* **WRITTEN INSTRUCTION 1**
Translate this sentence from the fitness blog posts into Spanish: "I don't really have a weight or measurement goal for myself."
* **WRITTEN INSTRUCTION 2**
Decide whether each statement agrees with the fitness blog posts. Answer yes or no, and quote the deciding words.
(a) On Sunday 19 April, the abs got a rest day.
(b) The wrist weights used on Monday 20 April were 5 lbs each.
(c) The April Challenge post credits a treadmill for losing nine pounds in two weeks.
* **WRITTEN INSTRUCTION 3**
Please resume the fitness blog posts, picking up after their final sentence.

-- Start SUPPLIED TEXT --

Wednesday, April 22, 2009

Fitness Challenge: SKate Update

Even considering that time is of the essence here, I've gotten off to a slow start on Inky's challenge. Last weekend I even ate a chocolate mousse for dessert on Saturday (not bikini friendly, but delicious). I have been exercising, though, so I'm at least partway there.

I don't really have a weight or measurement goal for myself. I'm fine with my current measurements, I'd just like to tone things up a little (my stomach and thighs in particular). So here's my routine over the last few days:

Friday 17April: Trampoline (one of the little ones you can use in the house) for 30 minutes. Wore weight vest (broke down and bought one when I found it on sale) for about twenty minutes while I cleaned up kitchen and picked up Bean's toys. 35 sit-ups and equal back exercises at bed time.

Saturday 18 April: Walked pushing stroller all day in St. Augustine. 30 sit-ups and 20 lateral sit-ups at bed time. Corresponding back exercises. 5 push-ups (miserable total, I know, but at least they were the full-deal military ones) and then as many girly push-ups as I could knock out.

Sunday 19 April: Walked around Jacksonville Zoo all day, once again pushing stroller. Gave abs rest day.

Monday 20 April: 30 minutes on mini stepper with wrist weights (4 lbs each). 50 sit-ups and corresponding back exercises. 6 push-ups and as many girly ones as I could knock out.

Tuesday 21 April: 35 sit-ups and 2o lateral ones. Corresponding back exercises.

Wednesday 22 April: Walked two miles with stroller. Will do at least 40 sit-ups before bed. Will also try to match my 6 push-ups from Monday.

I have to confess, most of this stuff isn't new for me. I've just started doing it every night instead of whenever I remember it. Hopefully I can keep it up until June so that I can rock my new bathing suit when Inky and I hit the beach.

Thursday, April 16, 2009

April Challenge: Well, It's Almost Over

Bonjour c'est moi INKY with the April Challenge. This is a pretty cool challenge because we are halfway through the month! But the challenge for this month involves something no one wants to do anyway so it's okay if we only do it for two weeks.

SKate and I are ready to go to the BEACH. Unfortunately, the weather here has not yet become beach ready. Why?!?!? The first day of Spring has come and gone, and I still need a heavy blanket at night! I blame groundhogs.

Luckily, this gives us a little time to get in shape for the beach. So our April Challenge becomes:

April Challenge: Get In Shape!

Two weeks is not a long time to get in shape per se, but I think I lost nine pounds in two weeks on a jump rope. Now if I can only get myself motivated to jump rope again...Anyway. With any luck, this will give us some great new habits, and we will continue them into May.

I'll have to weigh myself and take measurements so I know how much I improve. Finding someone who has a scale is the hard part.

Thursday, April 9, 2009

When You Are Engulfed In Procrastination

Hey y'all. Sorry that it has been so long. It got a little hectic toward the beginning of the month.

-- End SUPPLIED TEXT --
-- Start ENTRIES PROVIDED --

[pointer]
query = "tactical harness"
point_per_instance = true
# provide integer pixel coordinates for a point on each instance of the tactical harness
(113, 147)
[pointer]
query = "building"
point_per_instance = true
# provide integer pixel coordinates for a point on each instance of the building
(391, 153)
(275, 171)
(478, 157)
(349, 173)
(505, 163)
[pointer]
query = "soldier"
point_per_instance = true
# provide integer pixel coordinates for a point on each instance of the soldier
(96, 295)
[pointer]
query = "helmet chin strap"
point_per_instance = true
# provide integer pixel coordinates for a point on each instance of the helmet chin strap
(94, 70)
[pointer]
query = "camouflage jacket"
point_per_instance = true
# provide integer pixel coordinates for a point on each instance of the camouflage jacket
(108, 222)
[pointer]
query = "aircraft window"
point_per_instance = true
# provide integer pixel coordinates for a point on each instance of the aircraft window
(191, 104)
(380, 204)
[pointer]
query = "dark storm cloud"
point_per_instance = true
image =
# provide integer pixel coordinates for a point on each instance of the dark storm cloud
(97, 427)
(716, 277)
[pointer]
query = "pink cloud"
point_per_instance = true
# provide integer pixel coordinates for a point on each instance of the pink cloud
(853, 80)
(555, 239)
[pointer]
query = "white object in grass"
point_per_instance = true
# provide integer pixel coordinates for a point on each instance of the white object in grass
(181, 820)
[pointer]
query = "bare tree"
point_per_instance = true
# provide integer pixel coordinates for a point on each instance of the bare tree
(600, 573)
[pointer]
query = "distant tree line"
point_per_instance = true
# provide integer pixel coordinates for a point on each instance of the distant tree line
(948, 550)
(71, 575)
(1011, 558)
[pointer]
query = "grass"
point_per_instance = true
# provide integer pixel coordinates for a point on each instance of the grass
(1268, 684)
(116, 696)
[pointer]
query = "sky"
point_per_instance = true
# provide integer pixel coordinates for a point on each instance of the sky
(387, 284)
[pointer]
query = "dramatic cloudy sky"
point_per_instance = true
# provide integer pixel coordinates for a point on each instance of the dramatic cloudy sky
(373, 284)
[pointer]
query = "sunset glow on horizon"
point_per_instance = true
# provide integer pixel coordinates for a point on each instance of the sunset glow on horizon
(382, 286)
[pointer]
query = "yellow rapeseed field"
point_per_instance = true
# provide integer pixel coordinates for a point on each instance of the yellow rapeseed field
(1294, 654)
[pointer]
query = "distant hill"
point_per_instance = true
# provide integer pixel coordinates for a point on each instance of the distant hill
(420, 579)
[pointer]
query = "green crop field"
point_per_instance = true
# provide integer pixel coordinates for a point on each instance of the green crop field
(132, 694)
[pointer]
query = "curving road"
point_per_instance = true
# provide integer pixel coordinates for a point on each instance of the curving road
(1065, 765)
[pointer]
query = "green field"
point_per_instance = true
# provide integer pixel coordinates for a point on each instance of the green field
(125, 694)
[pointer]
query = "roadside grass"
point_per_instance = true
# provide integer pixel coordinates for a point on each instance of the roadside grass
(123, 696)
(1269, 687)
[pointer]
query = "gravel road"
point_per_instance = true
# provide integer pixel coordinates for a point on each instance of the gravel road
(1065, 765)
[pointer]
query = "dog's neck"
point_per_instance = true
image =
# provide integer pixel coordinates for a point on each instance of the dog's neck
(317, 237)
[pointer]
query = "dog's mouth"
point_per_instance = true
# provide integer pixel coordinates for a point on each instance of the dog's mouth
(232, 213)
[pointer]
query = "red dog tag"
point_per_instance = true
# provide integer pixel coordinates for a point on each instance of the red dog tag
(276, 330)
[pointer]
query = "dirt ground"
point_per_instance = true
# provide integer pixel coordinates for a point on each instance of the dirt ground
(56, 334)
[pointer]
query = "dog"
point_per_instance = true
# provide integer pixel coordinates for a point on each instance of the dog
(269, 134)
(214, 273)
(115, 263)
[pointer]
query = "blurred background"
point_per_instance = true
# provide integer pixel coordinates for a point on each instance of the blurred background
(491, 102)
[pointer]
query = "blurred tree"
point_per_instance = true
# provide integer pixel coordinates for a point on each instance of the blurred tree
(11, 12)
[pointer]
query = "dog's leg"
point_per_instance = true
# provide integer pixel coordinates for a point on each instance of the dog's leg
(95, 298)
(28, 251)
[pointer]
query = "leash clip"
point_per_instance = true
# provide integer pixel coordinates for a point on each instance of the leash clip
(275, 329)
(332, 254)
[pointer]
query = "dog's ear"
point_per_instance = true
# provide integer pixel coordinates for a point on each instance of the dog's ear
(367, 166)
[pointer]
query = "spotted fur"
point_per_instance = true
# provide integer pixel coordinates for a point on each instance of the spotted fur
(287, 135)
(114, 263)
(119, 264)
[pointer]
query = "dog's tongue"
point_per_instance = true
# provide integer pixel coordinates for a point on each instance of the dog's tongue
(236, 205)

-- End ENTRIES PROVIDED --

* **EXERCISE ANSWER 1**
En realidad no tengo una meta de peso ni de medidas para mí.

* **EXERCISE ANSWER 2**
(a) Yes: "Gave abs rest day."
(b) No: "with wrist weights (4 lbs each)"
(c) No: "I think I lost nine pounds in two weeks on a jump rope."

* **EXERCISE ANSWER 3**
SKate's selection for me for the Book Club was David Sedaris' When You Are Engulfed In Flames. I was not familiar with any of his earlier work. All that I knew about him was that he was an author and his sister was Amy. I am so glad that SKate loaned me this book, because I probably never would have taken it upon myself to read it. I am a large reader of heavy textbook-esque tomes.

When You Are Engulfed In Flames is a collection of essays about Sedaris' personal and family life. Some of the essays are more exaggerated or fictionalized than others; all are witty and hilarious. The last essay in the book is dedicated to Sedaris' mission to quit smoking - the method involves moving to Japan, and it was a great joy to read. I read some of it over the phone to a friend who had lived in Japan and it made her want to pick it up.

Since I was familiar with Amy Sedaris, she of I Like You fame, it was especially fun to read the vignettes involving her: I knew what she looked like and how she spoke, so it was easy to picture the interchange.

Unfortunately for me, I am at the library computer and I am on a timer, and this is all the room that I have - I have to run home and get ready for work. But I will hopefully be back soon with the month's late Challenge.

Thank you for the book, SKate! I loved it and it made me run out and read all the library had to offer me.

Wednesday, April 1, 2009

Oh, my dog, it's been two weeks...

Sorry for the lack of updates, gang - I'm currently trying to simultaneously wean the Bean and get her sleep a little better at night. She's finally starting to do both, but I've been like the walking dead for the last month at least. Every time I've thought about doing anything more creative than cooking dinner, my brain has just gone "ugh!" and suggested eating ice cream instead.

But now Bean is sleeping through night (mostly) and I'm feeling human again, so now for my long-promised review of Fun Home by Alison Bechdel.

First, a three line plot synopsis: Bechdel grew up with a somewhat distant, highly inscrutable perfectionist father who revealed his homosexuality to her shortly after she came out of the closet herself. He then died two weeks later. Fun Home is Bechdel's attempt to piece together her father's life against the backdrop of her own childhood and adolescence.

My take on the novel: First of all, I must say that this is the most literate graphic novel I think I've ever read. A lot of the story telling is woven around quotations from Homer, Joyce, Colette, Fitzgerald, Wilde, and Proust. This serves to both enrich the narrative and make the reader wish she was better read. This particular plot device is central to the novel, since Bechdel's father was an English teacher/undertaker and much of their communication to each other comes in the form of books: classics that he gives to his daughter, and in her case of a copy of Kate Millet's Flying unconsciously left for him.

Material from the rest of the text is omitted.